PROBLEMAS E TAREFAS:
**1)** Reproduza, por favor, a parte do texto sobre a jaca começando com "Há 15 dias escrevi" e seguindo até "seriam se escritores...".
**2)** Prossiga com o texto sobre a jaca a partir do ponto em que ele termina.

TRECHO FORNECIDO:
◆ ◆ ◆ ◆

Há 15 dias escrevi nesta coluna sobre a jaca, uma desassuntada jaca. E gregos e troianos se manifestaram sobre a fruta. É sempre assim com coisas brasileiras. Ah, esses leitores, melhor seriam se escritores...
Surgiram lembranças: "A estranha e visguenta jaca. Sou baiana e nasci vendo as bancas de feira repletas desse fruto. Eu me lembro de que jaca na minha cidade (Camacã) era uma coisa que ninguém comprava. Sempre tinha algum vizinho, amigo ou parente voltando da roça com a carroceria cheia para distribuir. Ah, e mais uma coisa: jaca dura só no café da manhã, mas não se podia tomar café nem antes nem depois para não "empachar", seja lá o que isso signifique. E jaca mole era no lanche da tarde".
"E não sei por que cargas d'água, quando eu era criança -e essa imagem que me aterrorizou tanto tempo é minha referência até hoje-, imaginava o bicho-papão como uma jaca gigantesca de chapéu-coco e bengala."
A fruta recebeu adesões e rejeições.
"(...) À altura da injustiçada jaca, que, além de ser uma fruta gorda, sensual e generosa, pode se gabar de sua popularidade e espírito democrático, assumindo a qualidade de mole ou dura por puro capricho e para não deixar ninguém descontente. Todo poder à jaca!"
"Eu me lembrei de meu primeiro contato com a dita cuja quando morei em Campina Grande, as novidades, os cantadores, os cordéis dependurados juntamente com as cabeças de bode (arghhh). E havia uma jaqueira perto da casa, mas nunca consegui experimentar um gomo... Aqui não encontro jacas e também não me fazem falta! Portanto, como não a amo, deixo-a!"
"Detesto jaca... Na verdade, só experimentei uma vez, na infância, e achei com gosto de banana ultramadura, bem enjoativo."

◆ ◆ ◆ ◆

DADOS FORNECIDOS:

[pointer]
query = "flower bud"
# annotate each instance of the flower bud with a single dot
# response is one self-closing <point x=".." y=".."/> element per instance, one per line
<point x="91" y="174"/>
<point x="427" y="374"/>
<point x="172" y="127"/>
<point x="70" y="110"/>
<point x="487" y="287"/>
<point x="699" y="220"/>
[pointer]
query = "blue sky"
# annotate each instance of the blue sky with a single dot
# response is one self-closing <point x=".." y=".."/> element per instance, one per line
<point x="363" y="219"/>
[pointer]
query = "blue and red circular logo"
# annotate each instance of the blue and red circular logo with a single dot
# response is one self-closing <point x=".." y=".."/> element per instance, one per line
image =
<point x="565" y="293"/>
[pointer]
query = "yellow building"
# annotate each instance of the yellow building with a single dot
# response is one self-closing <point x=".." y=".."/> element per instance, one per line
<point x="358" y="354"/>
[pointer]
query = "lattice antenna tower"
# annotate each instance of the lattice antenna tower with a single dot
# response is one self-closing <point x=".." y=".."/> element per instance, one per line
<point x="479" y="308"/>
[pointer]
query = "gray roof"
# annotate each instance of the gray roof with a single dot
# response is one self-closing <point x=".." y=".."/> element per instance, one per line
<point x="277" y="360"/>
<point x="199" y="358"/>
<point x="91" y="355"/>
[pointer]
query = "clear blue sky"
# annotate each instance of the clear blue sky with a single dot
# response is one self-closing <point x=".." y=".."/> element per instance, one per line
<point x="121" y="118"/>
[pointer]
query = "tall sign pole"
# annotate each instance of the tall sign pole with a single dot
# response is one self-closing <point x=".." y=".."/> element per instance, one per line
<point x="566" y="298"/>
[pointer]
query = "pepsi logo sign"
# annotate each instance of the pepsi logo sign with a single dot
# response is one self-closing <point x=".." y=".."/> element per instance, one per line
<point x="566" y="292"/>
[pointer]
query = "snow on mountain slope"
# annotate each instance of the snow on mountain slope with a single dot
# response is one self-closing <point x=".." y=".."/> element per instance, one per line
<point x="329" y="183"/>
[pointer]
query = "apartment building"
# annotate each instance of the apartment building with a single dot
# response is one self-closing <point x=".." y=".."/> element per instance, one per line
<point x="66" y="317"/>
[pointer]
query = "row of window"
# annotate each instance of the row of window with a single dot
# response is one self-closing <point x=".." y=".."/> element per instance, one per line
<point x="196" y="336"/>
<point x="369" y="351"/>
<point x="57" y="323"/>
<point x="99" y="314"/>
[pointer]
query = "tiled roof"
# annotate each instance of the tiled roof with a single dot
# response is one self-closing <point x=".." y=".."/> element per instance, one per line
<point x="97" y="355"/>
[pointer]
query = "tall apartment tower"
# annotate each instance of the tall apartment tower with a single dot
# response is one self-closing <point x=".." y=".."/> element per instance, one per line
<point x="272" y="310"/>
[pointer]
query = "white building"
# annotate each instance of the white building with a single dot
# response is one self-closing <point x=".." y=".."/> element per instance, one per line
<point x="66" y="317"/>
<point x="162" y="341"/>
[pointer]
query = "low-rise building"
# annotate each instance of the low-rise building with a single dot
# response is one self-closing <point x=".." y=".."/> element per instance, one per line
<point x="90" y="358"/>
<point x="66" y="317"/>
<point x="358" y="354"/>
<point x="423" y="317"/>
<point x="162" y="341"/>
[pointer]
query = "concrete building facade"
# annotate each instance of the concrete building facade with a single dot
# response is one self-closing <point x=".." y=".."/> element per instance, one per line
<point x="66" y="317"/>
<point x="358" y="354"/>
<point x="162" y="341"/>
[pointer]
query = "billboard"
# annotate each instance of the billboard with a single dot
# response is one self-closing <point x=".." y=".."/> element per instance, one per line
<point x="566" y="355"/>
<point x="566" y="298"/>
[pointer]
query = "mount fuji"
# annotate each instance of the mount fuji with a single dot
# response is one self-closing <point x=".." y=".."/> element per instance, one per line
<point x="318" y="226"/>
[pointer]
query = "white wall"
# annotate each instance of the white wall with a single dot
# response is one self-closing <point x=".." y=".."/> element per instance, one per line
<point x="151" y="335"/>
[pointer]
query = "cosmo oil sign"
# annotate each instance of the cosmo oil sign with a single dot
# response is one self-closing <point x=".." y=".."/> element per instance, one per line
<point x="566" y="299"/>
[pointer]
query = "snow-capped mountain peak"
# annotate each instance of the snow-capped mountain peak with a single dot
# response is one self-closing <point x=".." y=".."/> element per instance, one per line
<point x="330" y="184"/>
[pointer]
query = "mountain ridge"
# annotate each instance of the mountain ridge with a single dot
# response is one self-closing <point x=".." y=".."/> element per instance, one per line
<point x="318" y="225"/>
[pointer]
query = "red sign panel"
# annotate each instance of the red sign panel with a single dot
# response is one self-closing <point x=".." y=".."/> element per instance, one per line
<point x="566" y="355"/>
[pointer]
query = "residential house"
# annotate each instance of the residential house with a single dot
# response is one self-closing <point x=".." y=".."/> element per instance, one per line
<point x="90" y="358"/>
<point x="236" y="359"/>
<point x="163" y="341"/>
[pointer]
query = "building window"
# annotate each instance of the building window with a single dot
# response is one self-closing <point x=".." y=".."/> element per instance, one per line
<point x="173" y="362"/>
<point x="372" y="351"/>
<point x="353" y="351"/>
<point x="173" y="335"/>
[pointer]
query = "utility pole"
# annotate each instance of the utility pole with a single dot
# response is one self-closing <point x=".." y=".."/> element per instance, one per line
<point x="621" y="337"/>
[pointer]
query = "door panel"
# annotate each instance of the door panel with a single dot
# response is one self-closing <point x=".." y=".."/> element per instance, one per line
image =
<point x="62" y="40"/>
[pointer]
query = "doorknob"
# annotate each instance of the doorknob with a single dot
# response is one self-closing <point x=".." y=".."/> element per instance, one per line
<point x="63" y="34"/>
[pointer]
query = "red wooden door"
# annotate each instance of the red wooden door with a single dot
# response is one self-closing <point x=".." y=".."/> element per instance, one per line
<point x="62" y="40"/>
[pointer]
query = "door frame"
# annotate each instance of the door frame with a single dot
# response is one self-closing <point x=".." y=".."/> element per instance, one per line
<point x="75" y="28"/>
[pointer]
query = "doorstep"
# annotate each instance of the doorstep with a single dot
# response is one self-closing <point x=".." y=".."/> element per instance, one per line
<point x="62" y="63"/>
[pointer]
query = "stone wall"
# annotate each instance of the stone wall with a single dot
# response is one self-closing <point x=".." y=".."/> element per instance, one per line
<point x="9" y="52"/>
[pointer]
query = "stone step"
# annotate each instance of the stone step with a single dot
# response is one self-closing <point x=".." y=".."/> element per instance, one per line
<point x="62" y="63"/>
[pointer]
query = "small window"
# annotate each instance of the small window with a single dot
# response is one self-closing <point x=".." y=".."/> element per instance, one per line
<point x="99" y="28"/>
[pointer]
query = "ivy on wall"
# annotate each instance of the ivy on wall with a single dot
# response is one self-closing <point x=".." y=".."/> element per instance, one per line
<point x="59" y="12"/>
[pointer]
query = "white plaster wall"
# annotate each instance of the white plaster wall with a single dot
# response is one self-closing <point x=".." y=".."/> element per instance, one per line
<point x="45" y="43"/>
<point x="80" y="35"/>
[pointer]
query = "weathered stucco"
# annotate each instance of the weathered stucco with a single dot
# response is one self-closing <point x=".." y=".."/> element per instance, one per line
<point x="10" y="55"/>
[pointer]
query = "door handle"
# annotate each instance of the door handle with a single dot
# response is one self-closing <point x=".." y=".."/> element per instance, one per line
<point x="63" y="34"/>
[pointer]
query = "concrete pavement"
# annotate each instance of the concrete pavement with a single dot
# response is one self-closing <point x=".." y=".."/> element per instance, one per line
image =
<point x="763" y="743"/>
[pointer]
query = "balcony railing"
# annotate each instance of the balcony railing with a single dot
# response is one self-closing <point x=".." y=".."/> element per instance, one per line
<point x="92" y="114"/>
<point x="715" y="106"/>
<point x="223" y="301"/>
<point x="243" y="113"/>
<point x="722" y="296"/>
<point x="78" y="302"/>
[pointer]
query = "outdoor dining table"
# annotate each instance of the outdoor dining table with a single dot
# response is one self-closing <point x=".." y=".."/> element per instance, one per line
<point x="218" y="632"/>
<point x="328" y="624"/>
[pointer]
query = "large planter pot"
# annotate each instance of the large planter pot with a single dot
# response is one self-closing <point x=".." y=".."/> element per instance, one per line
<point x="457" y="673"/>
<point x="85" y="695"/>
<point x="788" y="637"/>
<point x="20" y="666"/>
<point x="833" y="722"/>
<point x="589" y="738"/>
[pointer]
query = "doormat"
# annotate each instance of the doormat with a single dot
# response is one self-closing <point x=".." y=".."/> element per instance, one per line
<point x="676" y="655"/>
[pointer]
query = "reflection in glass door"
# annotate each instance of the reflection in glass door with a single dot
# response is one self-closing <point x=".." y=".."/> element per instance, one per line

◆ ◆ ◆ ◆

RESULTADOS DO EXERCÍCIO:
**1)**
Há 15 dias escrevi nesta coluna sobre a jaca, uma desassuntada jaca. E gregos e troianos se manifestaram sobre a fruta. É sempre assim com coisas brasileiras. Ah, esses leitores, melhor seriam se escritores...

**2)**
"Aqui na Bahia, elas despencam, antediluvianas, sobre as nossas cabeças... Ah, e os doces! Em calda fina com cravo ou canela. Viva a jaca."
"Nina, achávamos que éramos experts em jacas... Mas chegamos à conclusão de que você é uma amante da jaca, ou seja, o que chamamos na Bahia de papajaca!"
Esclareceram-me carinhosamente, mandando textos do "Dicionário Gastronômico", de Maria Lucia Estensoro, e outros mais:
"A jaca, no Nordeste, pode ser considerada santo alimento. Provida de todas as vitaminas, a jaca é o sustento de muitas famílias, sobretudo as mais pobres. Quando se via crianças arrastando jacas maduras para casa, rindo e brincando ao mesmo tempo, sabia-se que, naquele dia, não só teriam o que comer como estariam dieteticamente bem alimentadas. A jaca e o feijão são parceiros em assegurar uma relativa saúde à população mais carente do Brasil."
Mais informações: "(...) A jaca possui um componente não citado por você: é feminina. Alguns maldosamente afirmam que é velha, pois enrugada. Outros ainda insistem em sua condição de casada e/ou mãe, já que se configura um tanto gorda. Especialistas a defendem, dizendo-a portadora de uma deficiência patológica de origem genética, já que falar em DNA está na moda, uma vez que já nasce gordinha".
"Até mesmo origens socioeconômicas têm sido invocadas para explicar uma possível condição de casta inferior e marginal, atribuída ao seu odor intrínseco e característico. Insistem em acusá-la de falta de higiene... Como vê, tenho impressões não tão líricas e benevolentes como as que você alinhou. E falo com uma certa impunidade, já que vivemos numa democracia de bananas e não haveria mesmo muito espaço para aforismos de uma minoria como a da jaca."
E não faltaram aquelas afoitas, que partiram para a ação: "Fui imediatamente abraçar a jaqueira que cresce no jardim japonês no fundo do nosso quintal, pertinho do centro de São Paulo".
"Sei bastante de culinária e de jaca. Gostaria e preciso trabalhar com você."
E uma entrega final: "Eu também não sei direito o que é uma jaca. Mas sei muito bem quem é uma jaca. Eu".